====== Dataset rows ======

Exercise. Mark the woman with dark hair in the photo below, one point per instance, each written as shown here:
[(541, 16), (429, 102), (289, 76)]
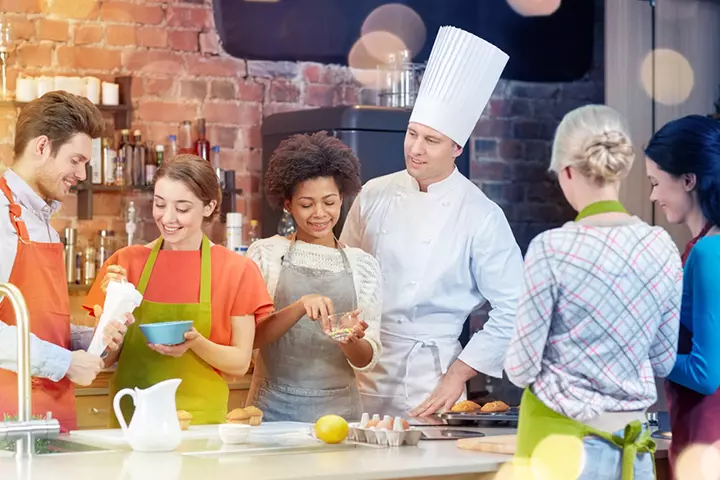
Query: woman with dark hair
[(301, 373), (683, 165), (184, 276)]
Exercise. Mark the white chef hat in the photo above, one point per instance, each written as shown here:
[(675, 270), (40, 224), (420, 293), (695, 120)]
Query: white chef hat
[(459, 79)]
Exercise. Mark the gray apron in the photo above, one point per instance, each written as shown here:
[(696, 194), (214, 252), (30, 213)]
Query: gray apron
[(304, 375)]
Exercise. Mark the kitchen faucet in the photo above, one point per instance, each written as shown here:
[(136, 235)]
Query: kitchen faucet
[(24, 430)]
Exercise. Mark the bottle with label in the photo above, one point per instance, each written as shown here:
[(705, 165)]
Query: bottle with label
[(159, 155), (254, 233), (90, 265), (202, 146), (185, 144), (70, 250), (234, 232), (109, 161), (96, 168), (125, 157), (139, 155), (150, 163), (172, 149), (104, 249), (215, 162)]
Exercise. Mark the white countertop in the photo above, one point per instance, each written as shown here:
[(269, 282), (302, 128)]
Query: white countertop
[(356, 462)]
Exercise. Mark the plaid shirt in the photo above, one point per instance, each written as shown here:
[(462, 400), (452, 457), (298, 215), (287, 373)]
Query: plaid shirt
[(599, 317)]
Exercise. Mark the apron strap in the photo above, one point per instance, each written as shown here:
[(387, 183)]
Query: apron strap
[(205, 272), (596, 208), (15, 212)]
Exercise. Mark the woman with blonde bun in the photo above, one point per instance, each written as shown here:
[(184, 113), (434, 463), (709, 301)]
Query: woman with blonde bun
[(598, 319)]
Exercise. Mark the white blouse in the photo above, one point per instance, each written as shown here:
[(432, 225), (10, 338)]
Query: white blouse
[(267, 254)]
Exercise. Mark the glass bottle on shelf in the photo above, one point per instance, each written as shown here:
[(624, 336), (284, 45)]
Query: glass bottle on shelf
[(139, 155), (159, 155), (215, 162), (172, 149), (185, 141), (286, 225), (202, 146), (125, 157), (150, 162), (254, 233), (109, 161)]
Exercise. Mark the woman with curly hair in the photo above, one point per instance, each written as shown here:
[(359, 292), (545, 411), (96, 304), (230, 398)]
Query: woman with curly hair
[(301, 373)]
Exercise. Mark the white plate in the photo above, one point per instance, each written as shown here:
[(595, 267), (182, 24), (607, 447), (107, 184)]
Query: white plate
[(195, 432)]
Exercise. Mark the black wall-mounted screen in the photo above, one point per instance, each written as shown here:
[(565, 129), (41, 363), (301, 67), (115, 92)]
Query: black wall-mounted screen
[(542, 49)]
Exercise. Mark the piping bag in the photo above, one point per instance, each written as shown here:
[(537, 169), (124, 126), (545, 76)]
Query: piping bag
[(120, 298)]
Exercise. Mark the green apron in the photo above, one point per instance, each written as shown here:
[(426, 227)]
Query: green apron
[(203, 392), (537, 421)]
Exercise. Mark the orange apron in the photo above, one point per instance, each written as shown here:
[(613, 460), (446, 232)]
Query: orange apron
[(39, 273)]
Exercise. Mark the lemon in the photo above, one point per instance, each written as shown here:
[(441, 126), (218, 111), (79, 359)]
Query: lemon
[(331, 429)]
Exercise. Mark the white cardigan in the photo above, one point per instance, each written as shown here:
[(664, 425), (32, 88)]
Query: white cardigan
[(267, 254)]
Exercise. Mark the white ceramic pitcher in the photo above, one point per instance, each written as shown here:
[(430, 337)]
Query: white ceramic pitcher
[(154, 426)]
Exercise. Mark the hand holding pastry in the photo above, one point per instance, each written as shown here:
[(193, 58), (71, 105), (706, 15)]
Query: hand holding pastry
[(115, 273), (318, 307)]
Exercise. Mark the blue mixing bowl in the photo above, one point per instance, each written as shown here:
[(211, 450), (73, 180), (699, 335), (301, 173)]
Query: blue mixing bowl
[(166, 333)]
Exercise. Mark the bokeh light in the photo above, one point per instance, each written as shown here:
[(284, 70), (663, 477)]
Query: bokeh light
[(370, 52), (558, 457), (68, 8), (400, 21), (698, 462), (673, 77), (535, 8)]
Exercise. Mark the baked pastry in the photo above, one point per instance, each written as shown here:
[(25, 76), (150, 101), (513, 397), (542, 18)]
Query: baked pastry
[(497, 406), (185, 419), (465, 406), (255, 415), (248, 416)]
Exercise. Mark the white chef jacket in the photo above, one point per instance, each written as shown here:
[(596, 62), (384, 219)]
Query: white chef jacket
[(442, 253)]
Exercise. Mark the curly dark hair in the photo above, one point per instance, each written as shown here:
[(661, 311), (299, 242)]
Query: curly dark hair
[(304, 157)]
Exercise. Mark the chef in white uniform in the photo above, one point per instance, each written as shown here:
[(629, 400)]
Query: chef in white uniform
[(444, 248)]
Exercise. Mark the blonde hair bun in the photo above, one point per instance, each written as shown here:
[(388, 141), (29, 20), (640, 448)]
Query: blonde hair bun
[(594, 140), (608, 156)]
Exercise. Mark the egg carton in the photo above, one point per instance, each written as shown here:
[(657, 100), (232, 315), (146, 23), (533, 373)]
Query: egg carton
[(384, 437)]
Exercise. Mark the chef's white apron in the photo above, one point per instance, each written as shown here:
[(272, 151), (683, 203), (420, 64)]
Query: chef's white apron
[(410, 367)]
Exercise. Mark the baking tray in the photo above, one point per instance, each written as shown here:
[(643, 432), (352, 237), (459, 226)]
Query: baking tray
[(435, 433), (480, 419)]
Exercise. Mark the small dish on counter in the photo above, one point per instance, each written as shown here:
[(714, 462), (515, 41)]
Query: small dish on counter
[(234, 433), (166, 333)]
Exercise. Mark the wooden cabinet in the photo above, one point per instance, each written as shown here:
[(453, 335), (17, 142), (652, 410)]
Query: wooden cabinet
[(94, 405)]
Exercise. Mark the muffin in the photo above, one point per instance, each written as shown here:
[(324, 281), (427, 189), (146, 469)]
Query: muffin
[(255, 415), (465, 406), (185, 418), (248, 416), (495, 407)]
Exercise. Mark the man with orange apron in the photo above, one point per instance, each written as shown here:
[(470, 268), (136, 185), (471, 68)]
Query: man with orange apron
[(53, 143)]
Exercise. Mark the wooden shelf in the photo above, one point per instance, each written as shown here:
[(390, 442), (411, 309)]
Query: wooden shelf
[(78, 288), (84, 187), (122, 112), (102, 108)]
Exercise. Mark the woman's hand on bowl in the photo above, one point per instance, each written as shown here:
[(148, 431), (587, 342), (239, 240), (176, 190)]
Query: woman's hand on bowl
[(191, 336)]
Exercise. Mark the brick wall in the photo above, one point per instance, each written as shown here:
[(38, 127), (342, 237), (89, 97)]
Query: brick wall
[(180, 72)]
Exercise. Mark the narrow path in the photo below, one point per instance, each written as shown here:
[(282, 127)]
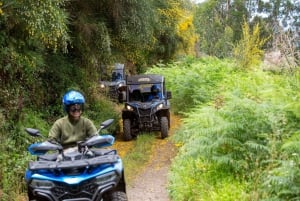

======

The problem: Please rewrite the listing above with every "Query" changed to "Label", keeping everything else the same and leaving out the pictures.

Exercise solution:
Exercise. Mark the woman with dark hair in the photo below, one point per instance, each written as shown here:
[(541, 16), (429, 102), (289, 76)]
Label: woman with dark hair
[(301, 373), (683, 165), (184, 276)]
Exercise. Mark the white chef hat in the photo above, one point per instance, each written as shown here:
[(675, 270), (40, 224), (420, 293), (695, 120)]
Label: white chef hat
[(459, 79)]
Exercise. Mark the gray apron in the photo above, one point per instance, each written as shown here:
[(696, 194), (214, 252), (30, 213)]
Label: gray apron
[(304, 375)]
Exercise. Mark the kitchen faucet in the photo above, one point per instance, each written as shown here:
[(136, 235)]
Label: kitchen faucet
[(24, 430)]
Exercise. Mark the bottle with label in the photo above, one point per instance, each written as shown here:
[(705, 165)]
Label: bottle with label
[(159, 155), (254, 233), (90, 265), (202, 146), (185, 144), (70, 250), (234, 232), (109, 161), (96, 168), (125, 157), (139, 155), (150, 163), (172, 149), (104, 249), (215, 162)]
Exercise. Mark the white countertop in the photo above, one point per instance, each written as shown here:
[(269, 282), (302, 128)]
Label: white countertop
[(356, 462)]
Exercise. Mark the plaid shirt in the photo above, one point per instance, each written as shown here:
[(462, 400), (452, 457), (298, 215), (287, 373)]
Label: plaid shirt
[(599, 317)]
Exercise. Mark the apron strap in the photo above, one point per instance, each written as shown here:
[(387, 183)]
Label: apron strap
[(205, 272), (596, 208), (15, 212)]
Exercise. Mark the woman with blonde bun in the photo above, one point per instance, each written as shown here:
[(184, 113), (434, 463), (709, 301)]
Label: woman with blonde bun
[(598, 319)]
Exercise. Mark the white blouse in the photo above, one point per instance, each written as shown here:
[(432, 225), (10, 338)]
Label: white blouse
[(267, 254)]
Exercise. Mark the glass bottle on shelf in the photo above, one point per instance, each written as shown here:
[(624, 336), (284, 45)]
Label: glass bottle on shelf
[(139, 155), (159, 155), (215, 162), (172, 149), (185, 141), (286, 225), (202, 146), (125, 157), (150, 162), (254, 233), (109, 161)]
Exercise. Mark the woman with curly hair in the photo above, one point per instance, each written as shown here:
[(359, 292), (545, 411), (96, 304), (230, 398)]
Label: woman with curly hair
[(301, 373)]
Exercise. Mark the white plate in the photo above, one point per instance, each written as shown here:
[(595, 267), (182, 24), (607, 447), (107, 184)]
Label: white plate
[(195, 432)]
Exercise. Mark the black wall-mounted screen in the photo above, one point per instance, each written as shown here:
[(565, 129), (41, 363), (301, 67), (115, 92)]
Label: black wall-mounted screen
[(542, 49)]
Exercise. Mark the piping bag in the photo above, one point per instance, each written as shown here:
[(537, 169), (124, 126), (545, 76)]
Label: piping bag
[(120, 298)]
Exercise. Mark the green apron in the photo above, one point per instance, each written as shown here:
[(426, 227)]
Label: green apron
[(203, 392), (537, 421)]
Exercise. Mark the orange apron in the photo above, one point per instance, each written as shown here:
[(613, 460), (446, 232)]
Label: orange apron
[(39, 273)]
Exercise. Mark the lemon in the photo above, one point per instance, each written as shown here:
[(441, 126), (218, 111), (79, 359)]
Label: lemon
[(331, 429)]
Exercise. Mark the white cardigan in the photo above, one point per instance, each written as shown here:
[(664, 425), (32, 88)]
Label: white cardigan
[(267, 254)]
Exercise. Mark the white ceramic pitcher in the photo above, one point per instance, each written as shown here:
[(430, 337)]
Label: white ceramic pitcher
[(154, 426)]
Exercise. Mark the hand holding pastry in the photo above, one point per instance, each written as shown here:
[(193, 58), (71, 105), (706, 15)]
Label: hand holding pastry
[(115, 273), (318, 307)]
Exercise. Mark the blue mixing bowl in the photo above, one point per instance, each written as shown here:
[(211, 450), (73, 180), (699, 335), (301, 173)]
Label: blue mixing bowl
[(166, 333)]
Exercise. Mark the bokeh light in the photo above, one point per instance, each written as shown here:
[(284, 70), (663, 477)]
Label: bokeh light
[(370, 52), (558, 457), (68, 8), (400, 21), (698, 462), (673, 77), (535, 8)]
Exercise. Mark the baked pastry in the photo above, one point per instance, each written as shown here:
[(25, 76), (150, 101), (513, 397), (542, 18)]
Label: baked pastry
[(497, 406), (185, 419), (465, 406), (255, 415), (248, 416)]
Exercise. Mark the white chef jacket in the photo above, one point per instance, each written as shown here:
[(596, 62), (384, 219)]
Label: white chef jacket
[(442, 253)]
Exercise. Mark the curly dark hair in the photo above, one point per instance, each written as shown here:
[(661, 311), (299, 242)]
Label: curly dark hair
[(304, 157)]
Exercise. Mark the chef in white uniform in the photo above, one point per instance, each written as shown here:
[(629, 400)]
Label: chef in white uniform
[(444, 248)]
Exercise. Mark the blonde hair bun in the photo above, one point per instance, each written as shown here:
[(388, 141), (29, 20), (640, 448)]
Label: blonde hair bun
[(594, 140), (608, 156)]
Exercise. Mark the egg carton in the photo above, one point per instance, each written as shown here:
[(657, 100), (232, 315), (146, 23), (533, 373)]
Label: egg carton
[(384, 437)]
Exercise. Mark the chef's white apron in the photo above, one point per instance, each written as shown here:
[(272, 151), (683, 203), (420, 64)]
Label: chef's white apron
[(410, 367)]
Exercise. Mark the baking tray in the photo above, one point per instance, each written as shown here:
[(643, 432), (352, 237), (459, 226)]
Label: baking tray
[(435, 433), (480, 419)]
Exercise. Mark the small dish on counter in the photo above, one point per instance, each written as shown here:
[(714, 462), (515, 41)]
Label: small dish on counter
[(234, 433), (166, 333)]
Exercise. Mark the wooden cabinet in the photo above, one point per instance, each written as shown here:
[(453, 335), (17, 142), (652, 410)]
Label: wooden cabinet
[(94, 405)]
Exercise. Mark the muffin in the photo above, one point per instance, each written as shown here:
[(324, 281), (427, 189), (146, 469)]
Label: muffin
[(255, 415), (465, 406), (185, 418), (248, 416), (495, 407)]
Exercise. Mark the man with orange apron in the photo above, one point per instance, each written as shown here:
[(470, 268), (136, 185), (471, 68)]
Label: man with orange apron
[(53, 143)]
Exercise. Mark the wooden shelf in the photo above, one point per instance, each written as shown here:
[(390, 442), (411, 309)]
Label: wooden shelf
[(78, 288), (84, 187), (122, 112), (102, 108)]
Exercise. Mark the woman's hand on bowl in the photo above, one point per instance, each written as shown here:
[(148, 431), (587, 342), (239, 240), (176, 190)]
Label: woman's hand on bowl
[(191, 336)]
Exercise. Mark the brick wall in the photo above, one point per instance, each written as shown here:
[(38, 127), (342, 237), (89, 97)]
Label: brick wall
[(180, 72)]
Exercise. Mark the narrow path in the photo below, one point per instance, each written as shown here:
[(282, 127)]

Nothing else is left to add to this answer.